PARTS OF THE EXERCISE ::
(1) Copy from the bird flu article everything from "The H5N1 virus" down to "disease last month.".
(2) In the bird flu article, how many registered poultry premises does the wild bird risk area include?
(3) Decide whether each statement agrees with the bird flu article: (a) The swan was found at Cellardyke. (b) The H5N1 virus passes easily from one person to another. (c) The surveillance and protection zones will remain for at least 60 days.

SOURCE DOCUMENT ::
BEGIN

A dead swan found in Fife which tested positive for the deadly H5N1 strain of bird flu may not have died in the UK, Whitehall sources have told the BBC.

The "working hypothesis" is the bird could have died in another country and been washed up on the Scottish coast.

Ministers are considering bringing in targets to regulate the time between reporting a dead bird and tests being completed, according to the sources.

No birds have tested positive for H5N1 since the swan was found last week.

Early test results suggested the swan found at Cellardyke had an almost identical virus to birds found in Germany.

The RSPB is hopeful that this, combined with the lack of any further cases, means the swan could be a "one-off".

The society's spokesman Andre Farrar said: "If this individual bird washed up from outside the UK... that does favour the theory that this is a one-off.

"It does build on the fact that we've seen no more positive results in the few days after the discovery of the first swan."

The H5N1 virus cannot pass easily from one person to another and therefore currently does not pose a large-scale threat to humans.

But experts fear the virus could gain this ability if it mutates. They say it could trigger a flu pandemic in its new form, potentially putting millions of human lives at risk.

Microbiologist Professor Hugh Pennington said it was "always a possibility" the bird was infected near the German island of Ruegen, which saw an outbreak of the disease last month.

"The optimists would like it to have been infected in Ruegen and then washed by currents to Britain," he told Radio 4's Today programme.

He said the pessimistic view was that the swan caught the virus locally, meaning birds would still have the disease but not been detected.

He added that bird flu would not be "a foot-and-mouth situation - the virus is not going to go on the rampage".

Experts are still testing birds found near Cellardyke, and a UK helpline has had thousands of reports of dead birds.

A six-mile (10km) surveillance zone and 1.8 mile (3km) protection zone in place around Cellardyke will remain for at least 30 days from the day the swan was found.

A wild bird risk area has also been established which includes 175 registered poultry premises, containing 3.1 million birds, 260,000 of which are free-range.

Over 8,000 calls have been made to the authorities in the last week by members of the public reporting dead birds.

Officials say 1,100 birds have been tested since February.

END

INFORMATION SUPPLIED ::

BEGIN

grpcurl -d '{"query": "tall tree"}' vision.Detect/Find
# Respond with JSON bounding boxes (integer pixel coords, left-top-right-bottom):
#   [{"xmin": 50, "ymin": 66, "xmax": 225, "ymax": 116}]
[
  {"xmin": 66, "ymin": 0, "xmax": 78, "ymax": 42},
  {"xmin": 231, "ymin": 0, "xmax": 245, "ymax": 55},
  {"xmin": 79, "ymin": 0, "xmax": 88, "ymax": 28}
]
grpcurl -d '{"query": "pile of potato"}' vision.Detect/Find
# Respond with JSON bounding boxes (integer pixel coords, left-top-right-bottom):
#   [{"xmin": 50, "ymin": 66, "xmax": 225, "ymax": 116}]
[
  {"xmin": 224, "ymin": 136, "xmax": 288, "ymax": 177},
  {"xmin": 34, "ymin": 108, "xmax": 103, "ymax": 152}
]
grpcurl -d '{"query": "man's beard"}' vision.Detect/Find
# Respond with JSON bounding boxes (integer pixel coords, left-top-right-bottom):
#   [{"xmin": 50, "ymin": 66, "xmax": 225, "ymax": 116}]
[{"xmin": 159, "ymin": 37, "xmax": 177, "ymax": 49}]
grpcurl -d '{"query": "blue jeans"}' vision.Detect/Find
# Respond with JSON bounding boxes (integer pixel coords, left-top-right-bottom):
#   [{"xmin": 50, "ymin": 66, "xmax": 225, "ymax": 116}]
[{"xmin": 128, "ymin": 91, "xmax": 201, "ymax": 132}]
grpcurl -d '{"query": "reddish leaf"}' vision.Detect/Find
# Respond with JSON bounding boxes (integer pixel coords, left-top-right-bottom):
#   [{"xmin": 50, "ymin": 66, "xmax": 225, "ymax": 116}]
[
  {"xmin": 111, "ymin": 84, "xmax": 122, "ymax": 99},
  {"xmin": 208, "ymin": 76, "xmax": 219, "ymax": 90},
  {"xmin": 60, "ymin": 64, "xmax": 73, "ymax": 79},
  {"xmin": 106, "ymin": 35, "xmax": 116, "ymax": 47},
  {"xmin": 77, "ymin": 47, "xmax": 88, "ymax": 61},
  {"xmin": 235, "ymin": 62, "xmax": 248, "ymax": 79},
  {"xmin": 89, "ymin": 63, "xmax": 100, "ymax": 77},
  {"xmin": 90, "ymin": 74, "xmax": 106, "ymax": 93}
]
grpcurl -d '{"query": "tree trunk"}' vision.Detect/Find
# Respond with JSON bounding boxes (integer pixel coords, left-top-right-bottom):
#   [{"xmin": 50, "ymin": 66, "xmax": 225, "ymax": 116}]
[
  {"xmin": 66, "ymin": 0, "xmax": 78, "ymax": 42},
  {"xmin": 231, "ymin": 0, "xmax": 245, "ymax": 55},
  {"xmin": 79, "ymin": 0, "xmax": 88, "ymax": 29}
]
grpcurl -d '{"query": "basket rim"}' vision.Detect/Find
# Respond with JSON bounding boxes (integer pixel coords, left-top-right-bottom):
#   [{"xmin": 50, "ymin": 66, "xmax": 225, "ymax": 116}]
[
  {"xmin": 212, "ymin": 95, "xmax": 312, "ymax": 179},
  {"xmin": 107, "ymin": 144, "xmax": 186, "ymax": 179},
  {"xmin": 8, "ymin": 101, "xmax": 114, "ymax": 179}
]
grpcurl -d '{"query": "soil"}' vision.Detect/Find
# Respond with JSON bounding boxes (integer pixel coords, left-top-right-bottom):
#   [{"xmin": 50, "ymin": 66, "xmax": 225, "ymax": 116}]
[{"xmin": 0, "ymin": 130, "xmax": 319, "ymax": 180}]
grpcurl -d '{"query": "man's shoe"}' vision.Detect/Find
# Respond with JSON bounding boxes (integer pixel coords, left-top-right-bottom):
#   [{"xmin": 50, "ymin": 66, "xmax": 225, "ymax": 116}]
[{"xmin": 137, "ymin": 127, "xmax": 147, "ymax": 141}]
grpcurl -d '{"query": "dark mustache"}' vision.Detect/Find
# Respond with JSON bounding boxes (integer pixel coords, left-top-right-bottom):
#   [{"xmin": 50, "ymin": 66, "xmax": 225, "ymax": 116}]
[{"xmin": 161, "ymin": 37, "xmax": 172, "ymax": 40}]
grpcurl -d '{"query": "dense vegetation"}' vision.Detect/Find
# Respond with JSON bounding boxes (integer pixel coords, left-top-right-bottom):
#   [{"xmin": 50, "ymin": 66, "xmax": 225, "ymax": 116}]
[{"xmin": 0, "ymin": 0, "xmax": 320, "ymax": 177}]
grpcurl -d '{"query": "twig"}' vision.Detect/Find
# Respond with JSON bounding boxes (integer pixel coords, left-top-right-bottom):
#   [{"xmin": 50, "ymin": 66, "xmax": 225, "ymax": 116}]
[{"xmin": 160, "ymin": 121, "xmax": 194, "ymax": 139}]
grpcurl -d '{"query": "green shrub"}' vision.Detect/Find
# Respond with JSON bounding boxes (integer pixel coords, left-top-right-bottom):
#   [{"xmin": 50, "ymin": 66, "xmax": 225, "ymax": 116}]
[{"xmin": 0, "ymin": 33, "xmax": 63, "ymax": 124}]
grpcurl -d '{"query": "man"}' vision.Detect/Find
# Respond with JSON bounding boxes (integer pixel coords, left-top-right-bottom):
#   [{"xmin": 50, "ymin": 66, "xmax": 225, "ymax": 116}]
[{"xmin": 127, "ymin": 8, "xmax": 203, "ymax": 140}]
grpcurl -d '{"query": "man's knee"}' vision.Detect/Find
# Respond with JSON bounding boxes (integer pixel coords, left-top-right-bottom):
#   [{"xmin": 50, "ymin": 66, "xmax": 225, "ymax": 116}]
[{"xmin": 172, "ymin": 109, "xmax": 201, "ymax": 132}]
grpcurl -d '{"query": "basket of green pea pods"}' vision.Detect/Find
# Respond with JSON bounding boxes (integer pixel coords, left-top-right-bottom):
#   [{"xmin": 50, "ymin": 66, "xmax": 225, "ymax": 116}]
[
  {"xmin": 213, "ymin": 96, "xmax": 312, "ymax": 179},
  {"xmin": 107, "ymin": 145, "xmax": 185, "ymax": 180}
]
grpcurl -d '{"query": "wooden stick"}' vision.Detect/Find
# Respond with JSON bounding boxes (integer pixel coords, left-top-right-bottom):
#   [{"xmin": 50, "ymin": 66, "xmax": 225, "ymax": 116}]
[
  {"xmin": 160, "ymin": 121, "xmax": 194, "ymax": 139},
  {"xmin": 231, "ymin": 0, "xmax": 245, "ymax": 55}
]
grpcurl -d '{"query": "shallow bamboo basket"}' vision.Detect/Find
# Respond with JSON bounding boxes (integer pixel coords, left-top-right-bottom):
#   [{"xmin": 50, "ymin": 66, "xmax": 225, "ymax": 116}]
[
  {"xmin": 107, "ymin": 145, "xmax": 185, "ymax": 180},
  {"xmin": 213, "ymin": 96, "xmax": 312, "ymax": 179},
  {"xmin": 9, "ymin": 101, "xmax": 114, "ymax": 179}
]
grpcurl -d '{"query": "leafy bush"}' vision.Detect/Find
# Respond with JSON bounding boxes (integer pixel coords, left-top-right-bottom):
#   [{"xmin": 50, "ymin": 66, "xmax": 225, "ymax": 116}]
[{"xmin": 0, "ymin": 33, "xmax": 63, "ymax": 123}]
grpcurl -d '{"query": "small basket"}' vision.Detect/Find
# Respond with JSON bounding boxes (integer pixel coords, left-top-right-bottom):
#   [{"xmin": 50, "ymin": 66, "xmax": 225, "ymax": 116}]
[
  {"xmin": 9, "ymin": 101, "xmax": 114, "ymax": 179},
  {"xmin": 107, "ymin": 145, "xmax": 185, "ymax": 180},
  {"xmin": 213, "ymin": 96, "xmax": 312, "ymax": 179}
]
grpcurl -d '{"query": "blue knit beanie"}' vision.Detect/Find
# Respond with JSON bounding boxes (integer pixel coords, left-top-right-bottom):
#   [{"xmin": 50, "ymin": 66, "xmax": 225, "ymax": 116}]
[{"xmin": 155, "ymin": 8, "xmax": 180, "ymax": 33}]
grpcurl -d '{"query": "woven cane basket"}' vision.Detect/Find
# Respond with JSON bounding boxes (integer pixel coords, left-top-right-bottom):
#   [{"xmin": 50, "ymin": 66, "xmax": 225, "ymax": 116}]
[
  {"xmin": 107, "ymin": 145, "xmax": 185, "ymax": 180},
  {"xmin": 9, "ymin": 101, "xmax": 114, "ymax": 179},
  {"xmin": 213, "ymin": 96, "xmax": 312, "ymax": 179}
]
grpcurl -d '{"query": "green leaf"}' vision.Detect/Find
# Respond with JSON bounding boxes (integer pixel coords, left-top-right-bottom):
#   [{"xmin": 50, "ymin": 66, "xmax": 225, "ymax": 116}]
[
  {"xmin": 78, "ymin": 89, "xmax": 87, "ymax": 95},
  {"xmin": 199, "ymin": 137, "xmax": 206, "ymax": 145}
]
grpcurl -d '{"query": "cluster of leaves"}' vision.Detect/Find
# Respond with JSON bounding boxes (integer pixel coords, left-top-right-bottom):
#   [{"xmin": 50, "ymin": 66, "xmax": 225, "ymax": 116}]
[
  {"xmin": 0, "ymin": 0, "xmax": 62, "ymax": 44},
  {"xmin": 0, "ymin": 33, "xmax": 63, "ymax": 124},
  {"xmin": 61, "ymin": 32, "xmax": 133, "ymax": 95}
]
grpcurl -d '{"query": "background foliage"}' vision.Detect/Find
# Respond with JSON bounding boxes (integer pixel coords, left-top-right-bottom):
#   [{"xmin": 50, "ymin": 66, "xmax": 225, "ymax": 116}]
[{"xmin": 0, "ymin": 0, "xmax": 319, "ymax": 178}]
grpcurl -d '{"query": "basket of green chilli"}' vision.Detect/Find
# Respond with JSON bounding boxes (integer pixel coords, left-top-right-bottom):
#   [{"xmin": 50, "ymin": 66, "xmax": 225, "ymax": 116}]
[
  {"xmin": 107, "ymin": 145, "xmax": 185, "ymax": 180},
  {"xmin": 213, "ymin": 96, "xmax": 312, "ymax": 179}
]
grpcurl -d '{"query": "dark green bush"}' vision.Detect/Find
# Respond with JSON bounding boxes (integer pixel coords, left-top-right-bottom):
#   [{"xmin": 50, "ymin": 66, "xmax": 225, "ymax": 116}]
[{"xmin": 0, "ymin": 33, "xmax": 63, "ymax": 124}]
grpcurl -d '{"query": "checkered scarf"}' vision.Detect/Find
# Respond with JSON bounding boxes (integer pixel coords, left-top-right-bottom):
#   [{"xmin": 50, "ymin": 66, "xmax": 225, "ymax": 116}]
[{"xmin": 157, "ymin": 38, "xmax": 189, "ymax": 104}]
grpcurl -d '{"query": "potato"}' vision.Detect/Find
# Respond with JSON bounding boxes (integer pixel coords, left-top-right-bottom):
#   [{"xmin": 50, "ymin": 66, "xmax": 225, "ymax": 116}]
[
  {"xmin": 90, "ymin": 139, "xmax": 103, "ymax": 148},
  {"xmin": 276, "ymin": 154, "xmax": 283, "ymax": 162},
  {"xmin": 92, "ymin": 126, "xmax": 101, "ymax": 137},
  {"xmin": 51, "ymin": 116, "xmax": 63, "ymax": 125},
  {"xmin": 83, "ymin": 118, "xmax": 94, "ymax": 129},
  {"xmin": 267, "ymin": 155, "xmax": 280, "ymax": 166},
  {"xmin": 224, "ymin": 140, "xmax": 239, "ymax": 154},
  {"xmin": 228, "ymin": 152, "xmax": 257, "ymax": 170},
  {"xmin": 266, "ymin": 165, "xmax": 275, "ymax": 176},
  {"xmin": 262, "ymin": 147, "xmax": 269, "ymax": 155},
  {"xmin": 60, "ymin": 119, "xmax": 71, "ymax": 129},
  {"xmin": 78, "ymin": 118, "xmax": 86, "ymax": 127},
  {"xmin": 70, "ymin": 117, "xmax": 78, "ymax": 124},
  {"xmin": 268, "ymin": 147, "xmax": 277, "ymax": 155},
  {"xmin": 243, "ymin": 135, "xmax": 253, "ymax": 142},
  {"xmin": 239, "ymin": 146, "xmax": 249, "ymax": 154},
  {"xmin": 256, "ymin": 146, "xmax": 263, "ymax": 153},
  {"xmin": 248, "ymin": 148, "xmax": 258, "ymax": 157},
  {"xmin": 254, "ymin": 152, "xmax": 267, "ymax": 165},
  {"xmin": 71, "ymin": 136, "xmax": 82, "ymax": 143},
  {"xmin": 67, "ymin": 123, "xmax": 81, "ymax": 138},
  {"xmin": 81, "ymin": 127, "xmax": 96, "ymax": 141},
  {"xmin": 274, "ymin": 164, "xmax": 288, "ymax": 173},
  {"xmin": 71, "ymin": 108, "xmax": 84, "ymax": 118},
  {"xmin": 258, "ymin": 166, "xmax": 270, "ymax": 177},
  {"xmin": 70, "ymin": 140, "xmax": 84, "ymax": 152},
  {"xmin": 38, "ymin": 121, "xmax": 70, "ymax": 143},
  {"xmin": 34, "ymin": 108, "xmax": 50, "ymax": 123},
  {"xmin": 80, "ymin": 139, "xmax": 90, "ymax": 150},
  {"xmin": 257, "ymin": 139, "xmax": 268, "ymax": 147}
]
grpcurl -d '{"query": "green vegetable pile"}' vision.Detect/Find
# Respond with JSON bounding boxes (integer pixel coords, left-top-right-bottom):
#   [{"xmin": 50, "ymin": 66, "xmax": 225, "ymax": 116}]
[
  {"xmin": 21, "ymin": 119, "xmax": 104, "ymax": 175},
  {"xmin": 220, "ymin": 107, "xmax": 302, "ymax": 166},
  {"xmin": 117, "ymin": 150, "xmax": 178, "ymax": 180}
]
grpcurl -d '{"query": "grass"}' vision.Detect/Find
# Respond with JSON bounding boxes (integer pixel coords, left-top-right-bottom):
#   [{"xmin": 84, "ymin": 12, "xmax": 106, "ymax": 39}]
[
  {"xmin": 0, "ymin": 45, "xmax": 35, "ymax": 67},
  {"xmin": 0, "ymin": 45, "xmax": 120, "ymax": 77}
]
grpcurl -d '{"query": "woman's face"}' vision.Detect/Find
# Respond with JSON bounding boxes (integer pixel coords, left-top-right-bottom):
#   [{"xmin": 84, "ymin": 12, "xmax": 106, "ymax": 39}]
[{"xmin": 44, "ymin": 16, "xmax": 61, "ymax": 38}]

END

PER-TASK OUTPUTS ::
(1)
The H5N1 virus cannot pass easily from one person to another and therefore currently does not pose a large-scale threat to humans.

But experts fear the virus could gain this ability if it mutates. They say it could trigger a flu pandemic in its new form, potentially putting millions of human lives at risk.

Microbiologist Professor Hugh Pennington said it was "always a possibility" the bird was infected near the German island of Ruegen, which saw an outbreak of the disease last month.

(2) 175

(3)
(a) Yes: "the swan found at Cellardyke"
(b) No: "The H5N1 virus cannot pass easily from one person to another"
(c) No: "will remain for at least 30 days from the day the swan was found"